Once the pictures are removed, restate the data below word for word.

[DATA SUPPLIED Boundary: Start]

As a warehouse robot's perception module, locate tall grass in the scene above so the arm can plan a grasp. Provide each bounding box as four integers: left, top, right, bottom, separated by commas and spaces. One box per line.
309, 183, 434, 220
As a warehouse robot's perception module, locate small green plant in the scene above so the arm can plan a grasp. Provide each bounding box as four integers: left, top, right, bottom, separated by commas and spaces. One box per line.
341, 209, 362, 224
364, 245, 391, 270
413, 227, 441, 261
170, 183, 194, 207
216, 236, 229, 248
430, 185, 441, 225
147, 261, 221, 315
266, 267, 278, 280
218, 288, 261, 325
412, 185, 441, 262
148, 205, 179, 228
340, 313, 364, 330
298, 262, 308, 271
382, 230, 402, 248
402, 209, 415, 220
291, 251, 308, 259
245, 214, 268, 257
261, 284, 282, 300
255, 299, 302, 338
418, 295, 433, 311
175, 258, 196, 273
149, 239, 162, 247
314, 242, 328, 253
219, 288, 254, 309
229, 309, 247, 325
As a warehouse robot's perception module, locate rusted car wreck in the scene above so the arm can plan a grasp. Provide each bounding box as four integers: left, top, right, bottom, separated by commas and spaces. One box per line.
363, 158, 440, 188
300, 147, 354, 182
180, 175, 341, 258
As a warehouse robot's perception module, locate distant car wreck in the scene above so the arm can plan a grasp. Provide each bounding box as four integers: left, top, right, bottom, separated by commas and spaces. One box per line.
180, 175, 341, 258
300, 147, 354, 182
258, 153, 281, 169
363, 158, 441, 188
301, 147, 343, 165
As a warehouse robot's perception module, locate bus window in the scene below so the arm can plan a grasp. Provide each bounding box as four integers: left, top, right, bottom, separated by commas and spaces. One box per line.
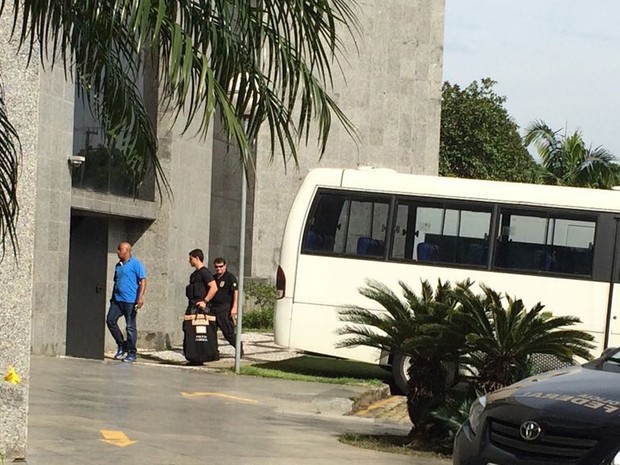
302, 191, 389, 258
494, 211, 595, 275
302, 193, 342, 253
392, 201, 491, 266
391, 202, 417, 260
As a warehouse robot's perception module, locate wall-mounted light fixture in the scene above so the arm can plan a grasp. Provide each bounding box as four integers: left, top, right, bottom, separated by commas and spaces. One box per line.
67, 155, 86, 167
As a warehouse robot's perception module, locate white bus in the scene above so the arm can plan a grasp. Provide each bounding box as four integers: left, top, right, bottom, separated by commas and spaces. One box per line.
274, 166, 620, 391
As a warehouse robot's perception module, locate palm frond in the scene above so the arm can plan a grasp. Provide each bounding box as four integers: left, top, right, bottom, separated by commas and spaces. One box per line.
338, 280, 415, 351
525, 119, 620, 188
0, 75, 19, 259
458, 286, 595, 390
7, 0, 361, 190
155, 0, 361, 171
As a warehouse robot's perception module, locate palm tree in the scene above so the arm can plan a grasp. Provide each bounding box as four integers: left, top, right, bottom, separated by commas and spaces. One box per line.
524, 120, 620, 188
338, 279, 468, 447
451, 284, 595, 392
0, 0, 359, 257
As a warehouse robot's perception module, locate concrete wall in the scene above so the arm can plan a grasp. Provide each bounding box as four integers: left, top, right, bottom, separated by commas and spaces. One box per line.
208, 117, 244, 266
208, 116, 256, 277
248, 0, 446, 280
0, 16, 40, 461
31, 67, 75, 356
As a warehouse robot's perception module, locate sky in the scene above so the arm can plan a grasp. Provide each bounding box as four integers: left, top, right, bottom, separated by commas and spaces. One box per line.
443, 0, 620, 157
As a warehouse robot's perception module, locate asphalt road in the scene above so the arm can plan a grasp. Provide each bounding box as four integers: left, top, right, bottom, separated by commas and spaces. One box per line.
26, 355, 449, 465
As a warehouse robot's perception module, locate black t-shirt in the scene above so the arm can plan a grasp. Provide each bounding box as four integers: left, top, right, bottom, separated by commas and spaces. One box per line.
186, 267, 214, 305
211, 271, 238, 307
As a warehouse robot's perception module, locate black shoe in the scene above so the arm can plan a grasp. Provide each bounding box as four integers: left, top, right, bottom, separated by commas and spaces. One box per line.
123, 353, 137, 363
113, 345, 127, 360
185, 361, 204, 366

[DATA SUPPLIED Boundary: End]

→ **SOLUTION**:
As a warehouse robot's perception module, locate tall grass in the scene above so the arm can plan a grasp. Provide each bounding box as four integers: left, top, right, bottom, separated by commas and spaces. One box per line.
309, 183, 434, 220
As a warehouse robot's perception module, locate small green plant in the scene above so the arm can plan a grasp. Provide each bounding box as four integers: left, top, right, bottom, separated by commas and spaces. One box per line.
341, 209, 362, 224
364, 245, 391, 270
413, 227, 441, 261
170, 183, 194, 207
216, 236, 229, 248
430, 185, 441, 225
147, 261, 221, 315
266, 267, 278, 280
218, 288, 261, 325
412, 185, 441, 262
148, 205, 179, 228
340, 313, 364, 330
298, 262, 308, 271
382, 230, 402, 248
402, 209, 415, 220
291, 251, 308, 259
245, 214, 268, 257
261, 284, 282, 300
255, 299, 302, 338
418, 295, 433, 311
175, 258, 196, 273
149, 239, 162, 247
314, 242, 328, 253
219, 288, 254, 309
229, 309, 247, 325
As a warehouse robot's perception module, locate rusted car wreck in the scene above so the arm can plan a grasp. Provide each bounding box as four integers: left, top, right, bottom, separated by commas and spaces. One box per line.
363, 158, 440, 188
300, 147, 354, 182
180, 175, 341, 258
As a warehouse robot's perception module, locate distant car wreck in the scene above so the arm can plan a grasp. Provide each bounding box as four integers: left, top, right, bottom, separated by commas and spaces. One box per line.
180, 175, 341, 258
300, 147, 354, 182
258, 153, 281, 169
363, 158, 441, 188
301, 147, 343, 165
As a warehouse robot's perception module, locate bus window in the scene below so the arm can plan a grasp. Provide each bounding box as four integers: left, top, right, bottom, separated by commas and spaces. One box per line.
302, 191, 389, 258
494, 211, 595, 275
302, 193, 342, 253
392, 201, 491, 266
391, 202, 417, 260
As a warehouse robot's perception module, locate wall-mounted light fixture in the scene above so the arm can plan a grasp. Provide each bounding box as four integers: left, top, right, bottom, separated by commas and spaces. One box per line.
67, 155, 86, 167
As a warehouse robot's perception module, locate white bus in the scene above so the arm can plan a grasp. Provide each bounding box as four integers: left, top, right, bottom, separated by commas and spaces. One box per line.
274, 166, 620, 391
As a warehouse robot's perception module, locate palm frond in the scene above so the arm can plan a grasp. Provide each bounding box as four integers: left, top, right, bottom, separated by commas and spaces. One box per line.
338, 280, 415, 351
525, 119, 620, 188
0, 75, 19, 259
458, 286, 595, 390
7, 0, 361, 190
155, 0, 361, 171
As a warehouse robot's perception module, locate palm tree in the scene above so the arm can plan a grasp. Provide each bounding box as four integers: left, top, right, bottom, separated by commas and spaces. One box per line.
524, 120, 620, 188
338, 279, 468, 447
451, 284, 595, 392
0, 0, 359, 257
As a warehouse robot's perception module, locate concrete wall in the scene above so the arm can plan a grasp. Provide each bounding box as four integers: left, top, right, bottom, separated by commas and spaces. One box per line.
208, 117, 244, 266
208, 116, 256, 277
248, 0, 446, 280
0, 16, 40, 461
31, 67, 75, 356
As a warehouse robot's perception module, locate sky in the scene above so the arm can plan a grasp. Provide each bounding box as four integers: left, top, right, bottom, separated by commas and spaces. One box per line.
443, 0, 620, 157
As a warehouse robot's perception module, locate asphalt road in the scene above so the arm can plan a grasp. Provide each bounding box as four integers: left, top, right, bottom, separated by commas and spaces. One box per line.
26, 355, 449, 465
As a warehouse robot's perception module, locate black t-shirt in the scene above so the arm can plan a grasp. Provide each bounding box as four integers: left, top, right, bottom, separated by commas and spaces. One box per line.
186, 267, 214, 305
211, 271, 238, 307
As a warehouse robot's perception module, locate black shoe in the scene above so the arm can plan a grasp. Provide each bounding box as four integers: left, top, right, bottom, separated by commas and spaces. One box per line.
123, 353, 137, 363
113, 345, 127, 360
185, 361, 204, 366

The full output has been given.